# Exercise aim
Copy each line below containing "fish".

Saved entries

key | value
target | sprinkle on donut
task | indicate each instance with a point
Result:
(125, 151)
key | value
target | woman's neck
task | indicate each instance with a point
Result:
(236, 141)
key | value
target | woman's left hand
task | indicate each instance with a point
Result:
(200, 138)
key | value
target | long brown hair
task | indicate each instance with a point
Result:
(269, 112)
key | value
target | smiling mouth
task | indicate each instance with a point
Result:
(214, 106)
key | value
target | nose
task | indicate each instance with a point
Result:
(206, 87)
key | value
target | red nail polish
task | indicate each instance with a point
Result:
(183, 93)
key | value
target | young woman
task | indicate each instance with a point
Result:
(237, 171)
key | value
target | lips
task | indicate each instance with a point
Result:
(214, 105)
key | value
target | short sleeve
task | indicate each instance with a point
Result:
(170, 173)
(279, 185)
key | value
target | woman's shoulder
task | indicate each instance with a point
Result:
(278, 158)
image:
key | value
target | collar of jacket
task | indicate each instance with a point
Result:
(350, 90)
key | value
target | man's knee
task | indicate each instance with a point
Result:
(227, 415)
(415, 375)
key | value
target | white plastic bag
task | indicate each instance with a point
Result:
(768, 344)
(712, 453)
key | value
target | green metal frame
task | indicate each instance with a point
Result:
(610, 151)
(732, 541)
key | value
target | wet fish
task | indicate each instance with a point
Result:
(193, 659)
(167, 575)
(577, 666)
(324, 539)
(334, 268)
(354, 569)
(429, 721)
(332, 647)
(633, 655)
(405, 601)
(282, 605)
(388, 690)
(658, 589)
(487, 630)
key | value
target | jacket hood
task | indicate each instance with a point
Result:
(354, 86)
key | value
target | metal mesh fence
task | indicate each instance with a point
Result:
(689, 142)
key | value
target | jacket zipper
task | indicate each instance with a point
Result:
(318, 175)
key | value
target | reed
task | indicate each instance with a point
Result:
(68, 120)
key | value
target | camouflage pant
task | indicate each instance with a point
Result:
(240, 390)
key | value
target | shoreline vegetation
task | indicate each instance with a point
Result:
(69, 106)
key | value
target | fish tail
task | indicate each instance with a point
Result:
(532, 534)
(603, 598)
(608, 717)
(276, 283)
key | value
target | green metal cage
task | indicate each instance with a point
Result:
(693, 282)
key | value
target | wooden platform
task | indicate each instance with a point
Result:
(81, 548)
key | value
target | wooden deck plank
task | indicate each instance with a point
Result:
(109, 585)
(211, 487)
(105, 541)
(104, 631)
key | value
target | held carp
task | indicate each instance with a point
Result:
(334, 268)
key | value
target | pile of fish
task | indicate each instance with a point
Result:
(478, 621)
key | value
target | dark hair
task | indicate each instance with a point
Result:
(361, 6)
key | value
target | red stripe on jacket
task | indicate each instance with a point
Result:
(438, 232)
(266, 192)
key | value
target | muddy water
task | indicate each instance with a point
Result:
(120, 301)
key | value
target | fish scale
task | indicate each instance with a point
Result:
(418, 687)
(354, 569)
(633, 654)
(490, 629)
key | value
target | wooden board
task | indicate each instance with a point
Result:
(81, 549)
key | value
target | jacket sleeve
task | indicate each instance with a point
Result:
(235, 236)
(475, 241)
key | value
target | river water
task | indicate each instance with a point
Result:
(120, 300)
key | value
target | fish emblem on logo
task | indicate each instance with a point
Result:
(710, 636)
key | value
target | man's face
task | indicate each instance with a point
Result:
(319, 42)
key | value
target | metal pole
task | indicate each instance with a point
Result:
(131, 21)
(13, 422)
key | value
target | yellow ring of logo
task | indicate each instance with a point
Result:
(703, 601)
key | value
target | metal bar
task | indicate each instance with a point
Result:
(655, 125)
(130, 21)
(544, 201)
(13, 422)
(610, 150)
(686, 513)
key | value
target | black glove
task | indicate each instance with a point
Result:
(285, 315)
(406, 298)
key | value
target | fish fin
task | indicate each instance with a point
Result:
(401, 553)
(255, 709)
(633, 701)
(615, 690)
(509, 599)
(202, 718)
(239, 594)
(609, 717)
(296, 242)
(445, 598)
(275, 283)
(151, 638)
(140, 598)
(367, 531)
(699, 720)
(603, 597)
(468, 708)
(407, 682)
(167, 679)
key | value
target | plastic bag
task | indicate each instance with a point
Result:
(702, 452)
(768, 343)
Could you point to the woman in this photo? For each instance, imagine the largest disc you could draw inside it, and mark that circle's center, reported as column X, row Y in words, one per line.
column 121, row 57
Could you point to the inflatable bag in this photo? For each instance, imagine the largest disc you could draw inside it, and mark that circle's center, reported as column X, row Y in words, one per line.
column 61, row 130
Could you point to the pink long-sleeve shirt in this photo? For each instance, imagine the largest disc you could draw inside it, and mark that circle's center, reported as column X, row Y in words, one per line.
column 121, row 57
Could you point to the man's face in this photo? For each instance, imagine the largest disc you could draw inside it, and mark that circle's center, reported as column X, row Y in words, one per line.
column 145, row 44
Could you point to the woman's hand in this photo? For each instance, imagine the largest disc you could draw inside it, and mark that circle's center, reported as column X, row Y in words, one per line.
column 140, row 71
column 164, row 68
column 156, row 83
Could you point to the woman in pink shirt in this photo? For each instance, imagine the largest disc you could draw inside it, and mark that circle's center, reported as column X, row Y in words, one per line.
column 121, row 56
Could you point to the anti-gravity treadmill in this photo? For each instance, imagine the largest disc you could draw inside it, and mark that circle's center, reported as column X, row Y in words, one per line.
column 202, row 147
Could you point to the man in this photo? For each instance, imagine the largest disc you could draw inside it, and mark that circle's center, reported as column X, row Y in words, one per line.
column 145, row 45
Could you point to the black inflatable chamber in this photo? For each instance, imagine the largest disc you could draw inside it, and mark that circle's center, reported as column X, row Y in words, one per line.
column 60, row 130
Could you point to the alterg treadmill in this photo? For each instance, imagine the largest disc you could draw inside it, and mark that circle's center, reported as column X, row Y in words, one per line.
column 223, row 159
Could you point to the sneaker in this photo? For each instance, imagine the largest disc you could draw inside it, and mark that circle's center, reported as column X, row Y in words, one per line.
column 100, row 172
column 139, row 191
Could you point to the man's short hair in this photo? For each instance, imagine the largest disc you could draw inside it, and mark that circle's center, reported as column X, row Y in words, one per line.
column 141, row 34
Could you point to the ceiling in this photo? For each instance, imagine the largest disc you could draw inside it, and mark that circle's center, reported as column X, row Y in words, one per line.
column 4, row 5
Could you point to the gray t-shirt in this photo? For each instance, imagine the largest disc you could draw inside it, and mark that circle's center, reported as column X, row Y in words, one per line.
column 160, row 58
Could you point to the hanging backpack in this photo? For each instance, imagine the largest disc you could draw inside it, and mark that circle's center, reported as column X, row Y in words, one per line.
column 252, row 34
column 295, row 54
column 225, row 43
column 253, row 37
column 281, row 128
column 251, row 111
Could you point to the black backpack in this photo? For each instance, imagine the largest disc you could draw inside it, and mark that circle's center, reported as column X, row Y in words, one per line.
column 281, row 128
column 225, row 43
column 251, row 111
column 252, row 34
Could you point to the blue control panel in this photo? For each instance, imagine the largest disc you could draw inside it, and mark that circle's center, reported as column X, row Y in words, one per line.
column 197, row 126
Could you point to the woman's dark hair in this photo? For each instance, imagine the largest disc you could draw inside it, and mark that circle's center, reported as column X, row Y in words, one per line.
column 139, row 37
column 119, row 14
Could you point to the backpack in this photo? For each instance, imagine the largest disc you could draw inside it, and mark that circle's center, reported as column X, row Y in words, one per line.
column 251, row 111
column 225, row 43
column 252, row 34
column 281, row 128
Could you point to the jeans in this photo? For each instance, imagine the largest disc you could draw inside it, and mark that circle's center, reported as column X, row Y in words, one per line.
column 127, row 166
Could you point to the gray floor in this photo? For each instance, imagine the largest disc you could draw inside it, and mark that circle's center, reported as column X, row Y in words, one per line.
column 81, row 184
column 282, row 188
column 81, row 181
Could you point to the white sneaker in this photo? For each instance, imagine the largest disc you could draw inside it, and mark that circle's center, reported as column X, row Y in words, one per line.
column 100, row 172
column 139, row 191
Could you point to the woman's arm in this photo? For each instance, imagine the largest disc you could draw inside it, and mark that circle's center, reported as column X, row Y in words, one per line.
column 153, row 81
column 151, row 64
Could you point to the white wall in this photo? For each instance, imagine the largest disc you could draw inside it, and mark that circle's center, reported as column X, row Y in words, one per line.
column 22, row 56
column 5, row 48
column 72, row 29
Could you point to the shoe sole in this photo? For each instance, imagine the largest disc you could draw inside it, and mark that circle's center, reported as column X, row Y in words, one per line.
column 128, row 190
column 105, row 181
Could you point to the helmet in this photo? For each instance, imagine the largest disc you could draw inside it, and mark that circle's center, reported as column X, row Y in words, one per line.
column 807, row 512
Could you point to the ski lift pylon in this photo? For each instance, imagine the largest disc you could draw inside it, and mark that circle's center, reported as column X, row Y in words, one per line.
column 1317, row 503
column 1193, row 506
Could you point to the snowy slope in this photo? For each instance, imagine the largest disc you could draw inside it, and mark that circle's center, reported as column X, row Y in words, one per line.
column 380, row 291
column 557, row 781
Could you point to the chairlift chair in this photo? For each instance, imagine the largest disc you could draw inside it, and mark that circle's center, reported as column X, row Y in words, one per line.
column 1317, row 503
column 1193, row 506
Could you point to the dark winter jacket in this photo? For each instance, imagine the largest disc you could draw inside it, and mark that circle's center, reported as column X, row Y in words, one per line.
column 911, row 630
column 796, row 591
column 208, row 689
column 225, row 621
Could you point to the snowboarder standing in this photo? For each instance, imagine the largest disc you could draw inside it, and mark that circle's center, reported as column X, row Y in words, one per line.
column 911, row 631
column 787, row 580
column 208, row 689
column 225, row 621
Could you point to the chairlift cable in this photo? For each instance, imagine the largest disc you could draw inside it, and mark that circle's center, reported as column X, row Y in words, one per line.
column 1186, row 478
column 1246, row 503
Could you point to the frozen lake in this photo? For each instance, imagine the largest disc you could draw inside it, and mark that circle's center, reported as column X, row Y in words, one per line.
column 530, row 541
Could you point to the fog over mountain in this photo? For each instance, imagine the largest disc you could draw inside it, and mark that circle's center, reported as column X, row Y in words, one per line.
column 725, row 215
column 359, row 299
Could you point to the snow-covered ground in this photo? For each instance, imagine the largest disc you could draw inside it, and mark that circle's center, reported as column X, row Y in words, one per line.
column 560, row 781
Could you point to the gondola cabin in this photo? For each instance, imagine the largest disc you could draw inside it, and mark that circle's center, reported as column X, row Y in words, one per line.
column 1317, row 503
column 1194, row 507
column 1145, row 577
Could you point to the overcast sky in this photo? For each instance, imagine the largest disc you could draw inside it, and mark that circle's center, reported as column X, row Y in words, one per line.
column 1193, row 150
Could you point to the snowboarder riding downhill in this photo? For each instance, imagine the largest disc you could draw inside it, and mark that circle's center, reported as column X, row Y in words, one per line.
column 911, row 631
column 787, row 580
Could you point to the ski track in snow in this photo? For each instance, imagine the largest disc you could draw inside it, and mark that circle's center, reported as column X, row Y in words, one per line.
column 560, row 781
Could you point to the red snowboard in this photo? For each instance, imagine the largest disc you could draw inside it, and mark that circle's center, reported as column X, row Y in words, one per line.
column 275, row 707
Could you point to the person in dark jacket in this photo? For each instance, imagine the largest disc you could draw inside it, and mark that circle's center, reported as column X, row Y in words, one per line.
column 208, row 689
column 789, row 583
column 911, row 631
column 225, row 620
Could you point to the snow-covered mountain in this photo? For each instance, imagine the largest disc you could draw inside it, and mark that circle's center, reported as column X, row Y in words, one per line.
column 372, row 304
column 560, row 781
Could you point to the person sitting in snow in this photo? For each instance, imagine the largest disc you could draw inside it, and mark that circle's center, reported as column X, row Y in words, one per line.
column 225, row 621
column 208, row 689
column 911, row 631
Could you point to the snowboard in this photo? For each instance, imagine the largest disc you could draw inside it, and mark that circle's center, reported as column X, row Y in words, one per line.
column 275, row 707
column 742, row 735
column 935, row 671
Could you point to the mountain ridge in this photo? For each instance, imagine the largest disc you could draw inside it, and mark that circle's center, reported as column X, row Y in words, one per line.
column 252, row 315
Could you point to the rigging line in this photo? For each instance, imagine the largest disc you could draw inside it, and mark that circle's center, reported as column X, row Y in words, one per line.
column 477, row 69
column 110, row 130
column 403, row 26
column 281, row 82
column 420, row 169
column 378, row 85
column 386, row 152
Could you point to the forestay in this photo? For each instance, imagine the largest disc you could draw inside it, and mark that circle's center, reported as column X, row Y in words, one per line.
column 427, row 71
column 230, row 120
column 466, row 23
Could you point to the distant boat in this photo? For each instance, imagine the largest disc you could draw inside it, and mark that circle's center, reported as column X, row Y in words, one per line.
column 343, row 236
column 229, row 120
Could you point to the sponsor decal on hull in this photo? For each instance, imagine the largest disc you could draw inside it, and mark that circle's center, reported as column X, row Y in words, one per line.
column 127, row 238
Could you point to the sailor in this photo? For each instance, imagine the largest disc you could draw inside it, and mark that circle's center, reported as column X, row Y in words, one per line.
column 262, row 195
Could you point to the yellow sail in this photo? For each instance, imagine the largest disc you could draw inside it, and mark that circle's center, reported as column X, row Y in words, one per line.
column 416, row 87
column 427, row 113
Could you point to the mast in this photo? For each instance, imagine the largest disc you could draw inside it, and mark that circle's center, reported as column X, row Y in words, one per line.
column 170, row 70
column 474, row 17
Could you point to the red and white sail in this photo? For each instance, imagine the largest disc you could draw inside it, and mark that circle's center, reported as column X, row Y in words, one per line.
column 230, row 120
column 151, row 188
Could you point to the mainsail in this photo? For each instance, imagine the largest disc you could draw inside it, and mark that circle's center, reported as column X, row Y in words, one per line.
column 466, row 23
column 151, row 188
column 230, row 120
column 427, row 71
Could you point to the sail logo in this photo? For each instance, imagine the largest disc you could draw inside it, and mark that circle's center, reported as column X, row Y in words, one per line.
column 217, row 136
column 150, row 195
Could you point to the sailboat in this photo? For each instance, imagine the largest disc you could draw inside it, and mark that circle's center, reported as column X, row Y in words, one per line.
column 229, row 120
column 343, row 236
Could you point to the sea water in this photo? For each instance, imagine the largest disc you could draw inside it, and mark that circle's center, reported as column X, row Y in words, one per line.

# Answer to the exercise
target | wet fish
target | fish tail
target | pile of fish
target | fish scale
target | fish emblem on logo
target | fish fin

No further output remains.